## WORK TO BE COMPLETED
Count how many lines in the entries below contain the word "instance", and reply with the number alone.

(Named-object pointing records)
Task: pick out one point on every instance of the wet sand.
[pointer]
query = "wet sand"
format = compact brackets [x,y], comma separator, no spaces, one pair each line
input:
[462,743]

* * *

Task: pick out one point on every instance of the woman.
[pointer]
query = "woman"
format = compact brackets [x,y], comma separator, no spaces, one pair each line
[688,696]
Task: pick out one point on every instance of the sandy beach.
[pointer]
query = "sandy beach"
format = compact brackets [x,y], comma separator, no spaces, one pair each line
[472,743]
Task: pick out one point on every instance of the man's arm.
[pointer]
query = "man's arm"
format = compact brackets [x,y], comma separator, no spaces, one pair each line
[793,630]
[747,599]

## OUTPUT FOR THIS TASK
4